**TASK DETAILS**.
Would you repeat, exactly as given, the line with "Using the labeling tool, outline every red and" and every line after it to the end of the entries?

SUPPLIED RECORDS section start

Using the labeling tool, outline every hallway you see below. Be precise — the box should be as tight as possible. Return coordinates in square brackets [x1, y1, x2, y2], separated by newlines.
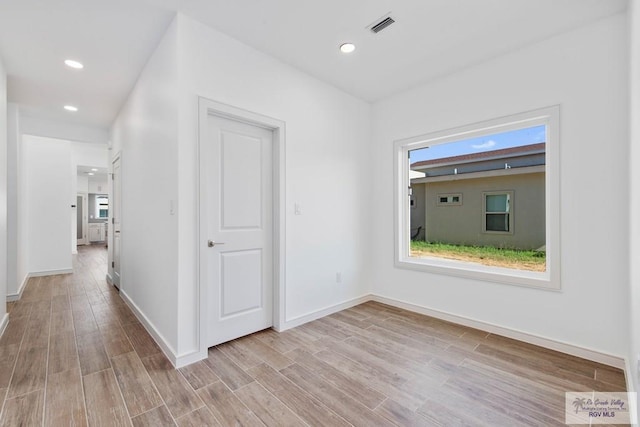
[0, 244, 174, 425]
[0, 245, 629, 426]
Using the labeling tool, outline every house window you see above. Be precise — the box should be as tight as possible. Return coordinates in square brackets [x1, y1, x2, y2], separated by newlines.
[437, 193, 462, 206]
[483, 191, 512, 233]
[393, 106, 560, 290]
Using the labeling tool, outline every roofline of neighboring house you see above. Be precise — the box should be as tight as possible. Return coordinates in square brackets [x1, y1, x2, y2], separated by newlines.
[410, 164, 545, 184]
[411, 142, 545, 170]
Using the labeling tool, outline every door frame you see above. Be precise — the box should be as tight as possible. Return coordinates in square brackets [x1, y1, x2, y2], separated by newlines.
[77, 192, 88, 246]
[198, 97, 286, 358]
[108, 151, 122, 290]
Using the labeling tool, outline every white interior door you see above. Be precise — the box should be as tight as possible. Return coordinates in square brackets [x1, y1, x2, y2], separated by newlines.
[203, 114, 273, 347]
[112, 154, 122, 289]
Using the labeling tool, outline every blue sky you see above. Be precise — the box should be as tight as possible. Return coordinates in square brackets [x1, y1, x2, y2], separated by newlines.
[410, 124, 546, 164]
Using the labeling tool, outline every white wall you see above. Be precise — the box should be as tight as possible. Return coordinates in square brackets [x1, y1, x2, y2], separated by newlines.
[88, 176, 108, 194]
[21, 114, 109, 145]
[0, 56, 7, 324]
[16, 113, 27, 296]
[72, 142, 109, 168]
[77, 175, 89, 193]
[371, 14, 629, 359]
[6, 104, 19, 297]
[23, 135, 72, 274]
[628, 0, 640, 403]
[175, 15, 372, 357]
[110, 14, 372, 361]
[110, 19, 180, 352]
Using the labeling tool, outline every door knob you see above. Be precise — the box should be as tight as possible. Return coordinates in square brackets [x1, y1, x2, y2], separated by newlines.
[208, 240, 225, 248]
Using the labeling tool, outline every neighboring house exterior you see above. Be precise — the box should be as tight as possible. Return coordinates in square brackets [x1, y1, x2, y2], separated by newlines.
[410, 143, 545, 250]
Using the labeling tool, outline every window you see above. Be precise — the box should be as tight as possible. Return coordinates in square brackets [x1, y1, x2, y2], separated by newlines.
[394, 106, 560, 290]
[483, 191, 512, 233]
[96, 195, 109, 219]
[437, 193, 462, 206]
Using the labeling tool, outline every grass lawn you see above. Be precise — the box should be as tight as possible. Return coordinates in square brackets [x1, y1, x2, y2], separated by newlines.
[410, 240, 546, 272]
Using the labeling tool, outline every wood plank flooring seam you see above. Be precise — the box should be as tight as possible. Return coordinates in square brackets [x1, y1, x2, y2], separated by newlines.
[40, 299, 53, 427]
[232, 376, 312, 427]
[173, 362, 213, 423]
[98, 330, 136, 426]
[370, 396, 389, 412]
[105, 310, 170, 425]
[128, 403, 168, 422]
[145, 356, 190, 425]
[224, 385, 270, 427]
[0, 336, 22, 422]
[78, 349, 90, 427]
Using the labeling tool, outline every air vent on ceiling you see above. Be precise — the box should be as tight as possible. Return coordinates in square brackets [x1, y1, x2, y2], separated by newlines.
[369, 15, 395, 34]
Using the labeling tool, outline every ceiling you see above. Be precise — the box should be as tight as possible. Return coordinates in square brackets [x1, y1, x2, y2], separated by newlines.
[0, 0, 628, 132]
[77, 165, 108, 187]
[77, 165, 108, 176]
[0, 0, 174, 129]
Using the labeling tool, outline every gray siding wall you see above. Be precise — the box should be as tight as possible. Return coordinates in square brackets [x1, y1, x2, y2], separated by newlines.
[410, 187, 427, 240]
[420, 172, 544, 250]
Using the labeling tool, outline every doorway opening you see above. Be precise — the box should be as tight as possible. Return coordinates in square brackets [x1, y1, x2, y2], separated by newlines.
[76, 165, 109, 250]
[198, 98, 286, 360]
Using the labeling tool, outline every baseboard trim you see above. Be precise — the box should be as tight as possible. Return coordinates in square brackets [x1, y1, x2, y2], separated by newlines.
[7, 273, 29, 302]
[175, 350, 208, 369]
[371, 294, 626, 369]
[624, 357, 639, 425]
[29, 268, 73, 277]
[120, 290, 179, 367]
[111, 290, 628, 373]
[0, 314, 9, 338]
[278, 294, 371, 332]
[104, 274, 121, 292]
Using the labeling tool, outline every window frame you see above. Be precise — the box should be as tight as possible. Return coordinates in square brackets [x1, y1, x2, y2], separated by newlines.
[482, 191, 513, 234]
[436, 193, 463, 206]
[393, 106, 560, 290]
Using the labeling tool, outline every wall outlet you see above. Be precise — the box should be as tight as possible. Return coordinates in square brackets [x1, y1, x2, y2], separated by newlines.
[336, 272, 342, 283]
[294, 203, 302, 215]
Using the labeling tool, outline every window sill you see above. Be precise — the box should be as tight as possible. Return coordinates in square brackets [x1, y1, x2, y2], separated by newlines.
[396, 255, 560, 291]
[481, 230, 514, 235]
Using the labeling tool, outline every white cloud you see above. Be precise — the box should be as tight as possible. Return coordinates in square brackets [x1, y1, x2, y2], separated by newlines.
[471, 140, 497, 149]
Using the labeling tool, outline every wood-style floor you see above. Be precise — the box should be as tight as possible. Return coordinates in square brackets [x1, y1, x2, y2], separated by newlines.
[0, 245, 628, 426]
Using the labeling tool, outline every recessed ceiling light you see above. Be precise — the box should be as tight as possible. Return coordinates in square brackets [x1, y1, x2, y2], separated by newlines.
[64, 105, 78, 112]
[340, 43, 356, 54]
[91, 168, 98, 172]
[64, 59, 84, 69]
[88, 172, 95, 176]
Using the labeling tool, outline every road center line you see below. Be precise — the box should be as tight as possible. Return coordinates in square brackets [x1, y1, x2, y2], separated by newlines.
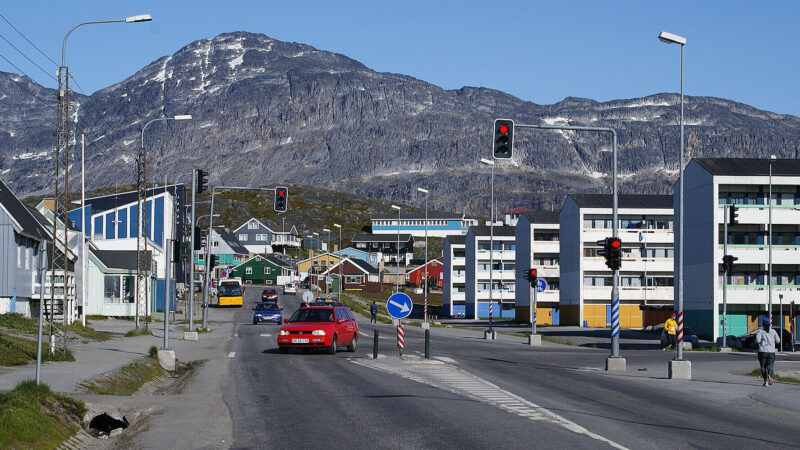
[260, 334, 272, 337]
[228, 352, 236, 358]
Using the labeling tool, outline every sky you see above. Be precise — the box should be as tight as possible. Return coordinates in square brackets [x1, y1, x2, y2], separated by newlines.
[1, 1, 799, 116]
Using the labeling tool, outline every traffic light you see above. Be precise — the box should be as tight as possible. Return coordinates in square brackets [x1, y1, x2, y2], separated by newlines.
[193, 226, 206, 250]
[209, 254, 219, 271]
[196, 169, 208, 194]
[728, 204, 738, 226]
[171, 239, 180, 263]
[721, 254, 738, 274]
[597, 237, 623, 271]
[274, 186, 288, 213]
[492, 118, 514, 159]
[523, 268, 538, 287]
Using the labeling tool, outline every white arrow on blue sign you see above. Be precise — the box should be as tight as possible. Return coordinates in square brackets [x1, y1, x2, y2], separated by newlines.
[386, 292, 413, 319]
[536, 278, 548, 293]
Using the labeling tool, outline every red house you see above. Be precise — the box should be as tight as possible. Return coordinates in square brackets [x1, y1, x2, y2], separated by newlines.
[407, 258, 443, 288]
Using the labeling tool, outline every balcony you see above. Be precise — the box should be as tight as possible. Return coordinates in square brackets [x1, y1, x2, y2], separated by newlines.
[718, 245, 800, 265]
[583, 229, 673, 245]
[532, 242, 559, 253]
[720, 204, 800, 226]
[584, 286, 672, 302]
[718, 284, 798, 304]
[476, 290, 516, 301]
[534, 266, 560, 278]
[478, 250, 516, 261]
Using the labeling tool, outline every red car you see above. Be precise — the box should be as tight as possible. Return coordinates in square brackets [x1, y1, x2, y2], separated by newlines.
[262, 289, 278, 302]
[277, 302, 358, 354]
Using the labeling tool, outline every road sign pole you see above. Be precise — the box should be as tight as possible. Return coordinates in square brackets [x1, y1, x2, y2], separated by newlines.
[722, 205, 728, 348]
[188, 170, 196, 332]
[397, 323, 404, 356]
[532, 282, 538, 336]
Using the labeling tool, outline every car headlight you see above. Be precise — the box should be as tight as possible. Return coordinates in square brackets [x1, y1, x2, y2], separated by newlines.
[279, 330, 290, 336]
[312, 330, 326, 336]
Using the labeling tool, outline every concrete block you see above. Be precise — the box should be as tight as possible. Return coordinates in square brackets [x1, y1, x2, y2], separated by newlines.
[157, 349, 176, 372]
[682, 341, 693, 350]
[717, 346, 732, 353]
[668, 359, 692, 380]
[421, 322, 430, 330]
[605, 356, 626, 372]
[528, 334, 542, 346]
[183, 331, 198, 341]
[484, 330, 497, 340]
[392, 319, 400, 326]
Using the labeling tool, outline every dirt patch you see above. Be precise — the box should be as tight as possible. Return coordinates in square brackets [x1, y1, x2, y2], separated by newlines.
[79, 356, 162, 396]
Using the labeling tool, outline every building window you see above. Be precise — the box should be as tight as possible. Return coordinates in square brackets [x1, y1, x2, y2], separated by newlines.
[104, 276, 121, 303]
[212, 240, 219, 248]
[345, 275, 362, 284]
[122, 276, 134, 303]
[265, 267, 271, 274]
[239, 234, 248, 241]
[246, 267, 253, 275]
[248, 222, 258, 229]
[256, 234, 267, 241]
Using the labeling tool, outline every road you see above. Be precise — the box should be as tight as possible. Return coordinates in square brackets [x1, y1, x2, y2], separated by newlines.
[221, 288, 800, 449]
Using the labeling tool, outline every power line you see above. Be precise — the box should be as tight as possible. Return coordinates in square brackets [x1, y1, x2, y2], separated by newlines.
[0, 53, 55, 107]
[0, 13, 58, 67]
[0, 30, 57, 82]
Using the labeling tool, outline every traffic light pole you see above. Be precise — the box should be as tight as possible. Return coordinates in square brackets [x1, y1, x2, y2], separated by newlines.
[722, 205, 728, 350]
[189, 170, 196, 332]
[202, 186, 275, 329]
[515, 123, 622, 368]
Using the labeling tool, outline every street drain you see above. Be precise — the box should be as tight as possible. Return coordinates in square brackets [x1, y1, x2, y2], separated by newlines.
[88, 412, 129, 437]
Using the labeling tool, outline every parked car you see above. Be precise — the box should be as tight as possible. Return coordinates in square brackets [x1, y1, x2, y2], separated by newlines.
[253, 302, 283, 325]
[277, 302, 358, 354]
[660, 326, 700, 348]
[734, 328, 795, 351]
[284, 283, 298, 295]
[262, 289, 278, 302]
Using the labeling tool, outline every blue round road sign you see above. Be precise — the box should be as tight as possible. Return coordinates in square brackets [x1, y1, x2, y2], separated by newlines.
[386, 292, 413, 319]
[536, 278, 548, 293]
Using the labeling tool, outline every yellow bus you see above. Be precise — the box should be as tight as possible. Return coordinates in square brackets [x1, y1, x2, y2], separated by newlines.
[217, 278, 244, 306]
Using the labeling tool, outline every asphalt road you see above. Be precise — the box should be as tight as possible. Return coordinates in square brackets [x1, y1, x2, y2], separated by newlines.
[221, 289, 800, 449]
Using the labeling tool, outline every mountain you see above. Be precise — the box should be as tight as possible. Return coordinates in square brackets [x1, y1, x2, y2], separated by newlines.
[3, 31, 800, 215]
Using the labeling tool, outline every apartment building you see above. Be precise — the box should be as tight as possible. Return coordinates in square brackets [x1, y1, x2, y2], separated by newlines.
[465, 225, 517, 319]
[371, 212, 477, 238]
[681, 158, 800, 341]
[442, 235, 466, 317]
[515, 211, 561, 325]
[560, 194, 674, 328]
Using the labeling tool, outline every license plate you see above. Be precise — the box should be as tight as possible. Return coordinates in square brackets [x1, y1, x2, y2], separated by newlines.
[292, 338, 309, 343]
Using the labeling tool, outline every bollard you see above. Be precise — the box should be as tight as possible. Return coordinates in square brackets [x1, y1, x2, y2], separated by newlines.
[373, 329, 379, 359]
[424, 329, 430, 359]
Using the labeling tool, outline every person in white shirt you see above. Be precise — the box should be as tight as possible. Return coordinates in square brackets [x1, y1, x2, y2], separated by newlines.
[756, 317, 780, 386]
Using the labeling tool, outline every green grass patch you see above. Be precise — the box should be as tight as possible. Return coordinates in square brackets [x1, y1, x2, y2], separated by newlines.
[0, 333, 75, 366]
[748, 368, 800, 383]
[66, 322, 111, 341]
[84, 315, 108, 321]
[0, 380, 87, 449]
[0, 313, 40, 335]
[80, 355, 162, 396]
[340, 293, 393, 324]
[124, 328, 153, 337]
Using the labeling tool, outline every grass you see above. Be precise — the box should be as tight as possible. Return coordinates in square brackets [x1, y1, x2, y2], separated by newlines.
[340, 293, 393, 324]
[0, 381, 87, 449]
[0, 333, 75, 366]
[85, 315, 108, 321]
[80, 354, 162, 396]
[0, 313, 40, 335]
[748, 368, 800, 384]
[124, 328, 153, 337]
[66, 322, 111, 341]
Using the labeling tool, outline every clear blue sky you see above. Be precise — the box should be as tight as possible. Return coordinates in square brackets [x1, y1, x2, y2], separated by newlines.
[2, 1, 799, 115]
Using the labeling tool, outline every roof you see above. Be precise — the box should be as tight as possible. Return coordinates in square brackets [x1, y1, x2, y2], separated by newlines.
[263, 254, 291, 268]
[348, 258, 379, 274]
[693, 158, 800, 176]
[407, 258, 443, 274]
[0, 178, 49, 240]
[297, 252, 343, 265]
[372, 212, 464, 220]
[352, 233, 413, 243]
[445, 235, 466, 245]
[468, 225, 516, 237]
[521, 211, 560, 224]
[233, 217, 269, 234]
[504, 207, 533, 215]
[215, 229, 249, 255]
[569, 194, 674, 209]
[94, 250, 150, 270]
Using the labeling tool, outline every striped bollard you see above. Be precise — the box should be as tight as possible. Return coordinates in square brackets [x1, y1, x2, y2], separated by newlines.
[677, 311, 684, 357]
[397, 324, 404, 356]
[611, 297, 620, 356]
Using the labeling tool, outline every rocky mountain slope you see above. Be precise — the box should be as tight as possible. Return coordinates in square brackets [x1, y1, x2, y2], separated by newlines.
[2, 31, 800, 215]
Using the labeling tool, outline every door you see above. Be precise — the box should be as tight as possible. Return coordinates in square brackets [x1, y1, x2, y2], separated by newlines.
[606, 305, 612, 327]
[552, 307, 560, 326]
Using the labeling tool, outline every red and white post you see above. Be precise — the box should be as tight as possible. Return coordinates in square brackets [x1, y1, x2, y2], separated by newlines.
[397, 324, 405, 356]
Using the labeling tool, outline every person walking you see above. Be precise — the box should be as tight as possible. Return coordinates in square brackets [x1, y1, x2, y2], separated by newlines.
[370, 301, 378, 324]
[663, 313, 678, 350]
[757, 317, 780, 386]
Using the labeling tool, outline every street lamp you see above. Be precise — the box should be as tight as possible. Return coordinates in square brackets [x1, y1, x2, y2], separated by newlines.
[391, 205, 401, 293]
[137, 114, 192, 330]
[323, 228, 331, 294]
[769, 154, 777, 324]
[658, 30, 687, 361]
[480, 158, 496, 337]
[417, 187, 430, 324]
[333, 223, 342, 299]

SUPPLIED RECORDS section end

**OUTPUT BELOW**.
Using the labeling tool, outline every red and white post you see above. Be precise — the box should be as tight as possible. Return coordinates in square brackets [x1, y1, x2, y2], separated by newlines.
[397, 324, 405, 356]
Using the labeling tool, outline every person walking you see above. Be precise — the box should be as tight as possible. Return coordinates in square brackets [x1, y1, x2, y2], separated by newlines.
[370, 301, 378, 324]
[663, 313, 678, 350]
[757, 317, 780, 386]
Using the labeling tool, outline every street lamp you see above. Be precise — the box should be as tight as possible. Return coordinates in square brackets [x1, y1, x2, y2], separated by newlines.
[391, 205, 401, 293]
[137, 114, 192, 330]
[323, 228, 331, 294]
[769, 154, 777, 324]
[658, 30, 687, 361]
[480, 158, 496, 337]
[417, 187, 430, 324]
[333, 223, 342, 299]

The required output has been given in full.